◆ 指示 1 ◆
海辺の町で過ごす夏についての文章のうち、「あんなにたくさんの人がいた浜辺も、今はもう地元民のものだ。」を含む語句で始まり「さしこむ部屋の窓辺で考える。」で終わる部分を、一字も変えずに書き写してください。

きょうも洗濯物を外に干してしっかりと乾かせるから。
都会の日陰では、乾かない洗濯物も海辺の田舎町ならすぐに乾いてしまうのがうれしい。
そんな生活とももうあと半月と少しでさよならだ。
まさか見知らぬ土地で3ヶ月と半分も過ごすことになるなんて、夏が始まる直前まで知らなかったな。

夏という季節はいい。
記憶に残りやすくて、儚い。

あんなにたくさんの人がいた浜辺も、今はもう地元民のものだ。
まだ暑さの残る日々の中、京都で買ったサイダーを飲みながら坂の下の海まで歩いて、足だけ水につけて帰ってきたり、シャワーを浴びたら冷やした部屋でアイスクリームを食べたり。

短いのか長いのか、一度きりの人生で、
時々、自分以外のものも背負いながらこれからどういう風に過ごしていこうかな、と西陽がさしこむ部屋の窓辺で考える。

◆ 入力項目 ◆
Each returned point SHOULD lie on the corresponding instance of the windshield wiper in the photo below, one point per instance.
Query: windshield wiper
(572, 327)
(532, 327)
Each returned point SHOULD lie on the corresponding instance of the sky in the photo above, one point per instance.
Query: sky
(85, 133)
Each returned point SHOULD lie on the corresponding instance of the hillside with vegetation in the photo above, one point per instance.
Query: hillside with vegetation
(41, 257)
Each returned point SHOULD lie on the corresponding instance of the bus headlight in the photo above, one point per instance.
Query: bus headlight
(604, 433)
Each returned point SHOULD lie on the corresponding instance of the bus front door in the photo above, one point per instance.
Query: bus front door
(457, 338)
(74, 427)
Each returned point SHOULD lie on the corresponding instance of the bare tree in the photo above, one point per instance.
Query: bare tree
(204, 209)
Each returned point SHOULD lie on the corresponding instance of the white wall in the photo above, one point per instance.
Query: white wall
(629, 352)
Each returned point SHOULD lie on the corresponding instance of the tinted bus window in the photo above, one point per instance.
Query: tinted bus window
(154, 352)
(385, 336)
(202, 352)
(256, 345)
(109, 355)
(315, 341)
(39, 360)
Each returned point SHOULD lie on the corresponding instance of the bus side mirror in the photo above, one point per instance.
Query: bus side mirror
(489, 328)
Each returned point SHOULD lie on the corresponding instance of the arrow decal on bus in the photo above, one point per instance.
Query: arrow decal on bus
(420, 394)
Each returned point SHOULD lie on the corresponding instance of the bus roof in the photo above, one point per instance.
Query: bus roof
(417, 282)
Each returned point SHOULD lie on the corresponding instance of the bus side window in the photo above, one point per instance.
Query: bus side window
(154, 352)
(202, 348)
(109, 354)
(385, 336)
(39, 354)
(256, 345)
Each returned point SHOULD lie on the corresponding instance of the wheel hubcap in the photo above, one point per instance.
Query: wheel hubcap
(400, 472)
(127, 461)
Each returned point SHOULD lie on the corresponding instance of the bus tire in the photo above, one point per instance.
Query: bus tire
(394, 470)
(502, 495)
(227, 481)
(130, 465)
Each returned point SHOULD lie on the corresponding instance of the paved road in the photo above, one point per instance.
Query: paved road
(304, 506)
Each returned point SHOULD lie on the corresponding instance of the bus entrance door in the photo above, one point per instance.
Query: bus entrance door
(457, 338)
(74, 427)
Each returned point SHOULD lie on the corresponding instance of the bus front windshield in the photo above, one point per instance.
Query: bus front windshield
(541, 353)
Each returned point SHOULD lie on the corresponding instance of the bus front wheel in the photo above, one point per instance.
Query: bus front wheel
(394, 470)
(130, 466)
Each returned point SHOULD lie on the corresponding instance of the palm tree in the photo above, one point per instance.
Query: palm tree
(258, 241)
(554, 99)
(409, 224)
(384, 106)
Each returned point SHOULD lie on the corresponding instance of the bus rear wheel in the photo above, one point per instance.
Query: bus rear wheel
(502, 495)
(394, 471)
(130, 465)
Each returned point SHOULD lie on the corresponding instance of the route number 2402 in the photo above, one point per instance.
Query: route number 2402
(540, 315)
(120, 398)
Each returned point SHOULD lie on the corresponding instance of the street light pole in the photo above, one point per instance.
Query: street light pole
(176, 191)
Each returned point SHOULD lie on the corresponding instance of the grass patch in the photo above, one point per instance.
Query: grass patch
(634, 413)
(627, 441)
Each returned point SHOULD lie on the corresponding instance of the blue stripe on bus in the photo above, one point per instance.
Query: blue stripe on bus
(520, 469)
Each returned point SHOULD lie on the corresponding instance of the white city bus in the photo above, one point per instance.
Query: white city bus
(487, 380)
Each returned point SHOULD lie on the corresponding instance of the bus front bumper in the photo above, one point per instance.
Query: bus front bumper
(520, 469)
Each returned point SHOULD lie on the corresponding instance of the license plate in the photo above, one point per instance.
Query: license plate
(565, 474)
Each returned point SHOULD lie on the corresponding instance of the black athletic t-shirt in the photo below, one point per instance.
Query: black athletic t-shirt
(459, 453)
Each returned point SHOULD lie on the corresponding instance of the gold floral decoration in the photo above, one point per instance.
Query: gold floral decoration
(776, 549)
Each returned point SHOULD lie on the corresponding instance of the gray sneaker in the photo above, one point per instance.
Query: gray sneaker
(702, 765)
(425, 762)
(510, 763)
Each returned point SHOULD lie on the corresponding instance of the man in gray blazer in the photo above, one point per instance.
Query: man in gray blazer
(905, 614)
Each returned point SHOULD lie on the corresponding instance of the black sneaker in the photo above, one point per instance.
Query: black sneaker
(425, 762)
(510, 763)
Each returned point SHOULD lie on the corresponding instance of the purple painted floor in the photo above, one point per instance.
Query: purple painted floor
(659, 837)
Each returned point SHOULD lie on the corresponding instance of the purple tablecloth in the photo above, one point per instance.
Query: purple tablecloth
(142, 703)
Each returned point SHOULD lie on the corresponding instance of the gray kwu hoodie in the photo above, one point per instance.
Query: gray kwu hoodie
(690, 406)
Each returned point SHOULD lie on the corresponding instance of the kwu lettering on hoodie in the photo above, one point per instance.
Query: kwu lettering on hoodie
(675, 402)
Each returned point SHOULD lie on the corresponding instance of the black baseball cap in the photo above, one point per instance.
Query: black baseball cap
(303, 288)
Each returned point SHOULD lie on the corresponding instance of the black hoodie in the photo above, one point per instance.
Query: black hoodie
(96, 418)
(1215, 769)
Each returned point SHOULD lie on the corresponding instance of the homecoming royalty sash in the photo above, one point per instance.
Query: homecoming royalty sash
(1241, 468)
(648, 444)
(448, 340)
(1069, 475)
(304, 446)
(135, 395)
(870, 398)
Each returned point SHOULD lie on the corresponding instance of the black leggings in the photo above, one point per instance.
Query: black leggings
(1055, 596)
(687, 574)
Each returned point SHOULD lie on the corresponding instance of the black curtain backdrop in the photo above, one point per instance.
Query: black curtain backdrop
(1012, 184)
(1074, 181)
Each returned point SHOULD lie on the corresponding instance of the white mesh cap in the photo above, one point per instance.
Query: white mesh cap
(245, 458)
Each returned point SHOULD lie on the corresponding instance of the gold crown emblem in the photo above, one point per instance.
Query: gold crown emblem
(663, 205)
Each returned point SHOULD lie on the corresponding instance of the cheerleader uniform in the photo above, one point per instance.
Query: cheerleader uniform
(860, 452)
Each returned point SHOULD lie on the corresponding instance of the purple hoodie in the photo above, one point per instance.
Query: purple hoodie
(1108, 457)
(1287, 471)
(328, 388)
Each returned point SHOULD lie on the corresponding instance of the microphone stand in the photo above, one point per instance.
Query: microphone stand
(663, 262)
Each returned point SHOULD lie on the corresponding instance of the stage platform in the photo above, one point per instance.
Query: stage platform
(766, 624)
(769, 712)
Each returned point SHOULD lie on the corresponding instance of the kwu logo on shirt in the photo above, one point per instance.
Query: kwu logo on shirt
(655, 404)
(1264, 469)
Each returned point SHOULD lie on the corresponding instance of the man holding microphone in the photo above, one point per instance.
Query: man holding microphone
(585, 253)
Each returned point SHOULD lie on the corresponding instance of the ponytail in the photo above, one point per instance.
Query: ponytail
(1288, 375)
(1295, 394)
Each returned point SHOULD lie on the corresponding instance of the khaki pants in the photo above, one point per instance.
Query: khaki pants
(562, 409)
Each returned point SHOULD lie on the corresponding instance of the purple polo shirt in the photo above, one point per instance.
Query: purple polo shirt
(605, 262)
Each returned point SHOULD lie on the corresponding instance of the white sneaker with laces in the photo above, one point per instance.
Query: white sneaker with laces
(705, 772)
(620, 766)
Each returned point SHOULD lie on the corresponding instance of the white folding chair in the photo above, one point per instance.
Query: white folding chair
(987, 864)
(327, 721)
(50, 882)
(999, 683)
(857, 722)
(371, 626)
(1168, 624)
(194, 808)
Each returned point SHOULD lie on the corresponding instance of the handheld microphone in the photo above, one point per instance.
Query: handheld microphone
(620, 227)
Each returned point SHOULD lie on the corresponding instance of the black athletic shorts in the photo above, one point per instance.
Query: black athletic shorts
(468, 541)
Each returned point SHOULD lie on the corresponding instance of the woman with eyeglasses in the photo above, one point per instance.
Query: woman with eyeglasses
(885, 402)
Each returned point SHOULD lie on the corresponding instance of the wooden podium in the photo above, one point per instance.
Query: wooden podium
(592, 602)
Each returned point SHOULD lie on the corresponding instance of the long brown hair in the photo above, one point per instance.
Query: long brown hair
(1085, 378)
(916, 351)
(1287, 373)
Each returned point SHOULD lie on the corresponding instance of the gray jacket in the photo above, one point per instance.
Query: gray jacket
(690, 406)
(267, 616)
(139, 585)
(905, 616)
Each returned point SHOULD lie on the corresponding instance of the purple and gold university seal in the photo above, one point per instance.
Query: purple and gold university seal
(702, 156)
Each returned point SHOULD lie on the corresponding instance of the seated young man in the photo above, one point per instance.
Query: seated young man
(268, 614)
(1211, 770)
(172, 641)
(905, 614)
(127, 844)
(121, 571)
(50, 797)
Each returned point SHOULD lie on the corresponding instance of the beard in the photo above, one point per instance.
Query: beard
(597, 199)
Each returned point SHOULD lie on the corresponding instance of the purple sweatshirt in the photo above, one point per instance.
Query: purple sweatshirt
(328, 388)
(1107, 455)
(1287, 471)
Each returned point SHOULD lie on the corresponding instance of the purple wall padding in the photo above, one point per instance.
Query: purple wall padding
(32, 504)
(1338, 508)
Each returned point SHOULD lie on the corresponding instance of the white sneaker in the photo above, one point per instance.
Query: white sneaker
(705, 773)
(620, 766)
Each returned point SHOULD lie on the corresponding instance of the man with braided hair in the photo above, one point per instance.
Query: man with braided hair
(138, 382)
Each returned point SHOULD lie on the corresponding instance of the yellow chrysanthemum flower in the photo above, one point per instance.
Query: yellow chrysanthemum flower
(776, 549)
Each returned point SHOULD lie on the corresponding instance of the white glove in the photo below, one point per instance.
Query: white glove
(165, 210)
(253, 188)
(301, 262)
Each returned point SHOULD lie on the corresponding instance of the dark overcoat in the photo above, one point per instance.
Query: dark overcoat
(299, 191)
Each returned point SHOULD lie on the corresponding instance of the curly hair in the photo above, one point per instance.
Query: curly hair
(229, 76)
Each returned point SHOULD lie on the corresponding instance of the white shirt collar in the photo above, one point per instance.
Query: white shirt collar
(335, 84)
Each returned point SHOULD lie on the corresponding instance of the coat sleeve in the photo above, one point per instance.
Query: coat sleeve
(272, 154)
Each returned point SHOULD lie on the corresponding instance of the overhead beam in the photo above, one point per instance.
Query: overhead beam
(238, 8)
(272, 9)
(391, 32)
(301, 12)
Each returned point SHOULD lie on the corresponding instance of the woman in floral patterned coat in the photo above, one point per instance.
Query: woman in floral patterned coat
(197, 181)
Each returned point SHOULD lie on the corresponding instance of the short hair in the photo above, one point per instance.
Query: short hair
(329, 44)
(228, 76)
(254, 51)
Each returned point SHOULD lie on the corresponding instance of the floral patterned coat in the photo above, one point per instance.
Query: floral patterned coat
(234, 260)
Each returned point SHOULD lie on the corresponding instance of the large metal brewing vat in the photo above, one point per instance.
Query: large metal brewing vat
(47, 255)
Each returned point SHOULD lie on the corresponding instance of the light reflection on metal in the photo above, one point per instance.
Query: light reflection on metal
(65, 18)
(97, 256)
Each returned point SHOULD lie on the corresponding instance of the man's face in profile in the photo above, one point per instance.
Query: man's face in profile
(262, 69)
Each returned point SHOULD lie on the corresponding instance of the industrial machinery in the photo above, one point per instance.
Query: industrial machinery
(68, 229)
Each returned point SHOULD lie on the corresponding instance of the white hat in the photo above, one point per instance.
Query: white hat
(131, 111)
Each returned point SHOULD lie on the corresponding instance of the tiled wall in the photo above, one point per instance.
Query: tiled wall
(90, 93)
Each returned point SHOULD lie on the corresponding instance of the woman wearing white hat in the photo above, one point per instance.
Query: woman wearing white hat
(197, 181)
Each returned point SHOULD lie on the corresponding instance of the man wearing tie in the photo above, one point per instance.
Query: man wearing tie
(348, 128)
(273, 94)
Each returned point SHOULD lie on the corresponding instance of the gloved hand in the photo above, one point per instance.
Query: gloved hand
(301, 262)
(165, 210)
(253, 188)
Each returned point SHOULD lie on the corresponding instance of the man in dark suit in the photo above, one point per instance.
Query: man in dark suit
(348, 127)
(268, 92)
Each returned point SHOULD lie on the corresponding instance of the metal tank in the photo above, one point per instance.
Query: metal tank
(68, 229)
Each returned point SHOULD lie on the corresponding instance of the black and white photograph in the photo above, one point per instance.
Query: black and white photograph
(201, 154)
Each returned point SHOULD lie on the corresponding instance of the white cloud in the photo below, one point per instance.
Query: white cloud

◆ 指示 2 ◆
入力項目の中で、「the black and」を含む行から項目の最後までの部分だけを、「instance」を「object」に置き換え、それ以外は変えずに書き直してください。

◆ 出力全文 1 ◆
あんなにたくさんの人がいた浜辺も、今はもう地元民のものだ。
まだ暑さの残る日々の中、京都で買ったサイダーを飲みながら坂の下の海まで歩いて、足だけ水につけて帰ってきたり、シャワーを浴びたら冷やした部屋でアイスクリームを食べたり。

短いのか長いのか、一度きりの人生で、
時々、自分以外のものも背負いながらこれからどういう風に過ごしていこうかな、と西陽がさしこむ部屋の窓辺で考える。

◆ 出力全文 2 ◆
Each returned point SHOULD lie on the corresponding object of the black and white photograph in the photo above, one point per object.
Query: black and white photograph
(201, 154)
Each returned point SHOULD lie on the corresponding object of the white cloud in the photo below, one point per object.
Query: white cloud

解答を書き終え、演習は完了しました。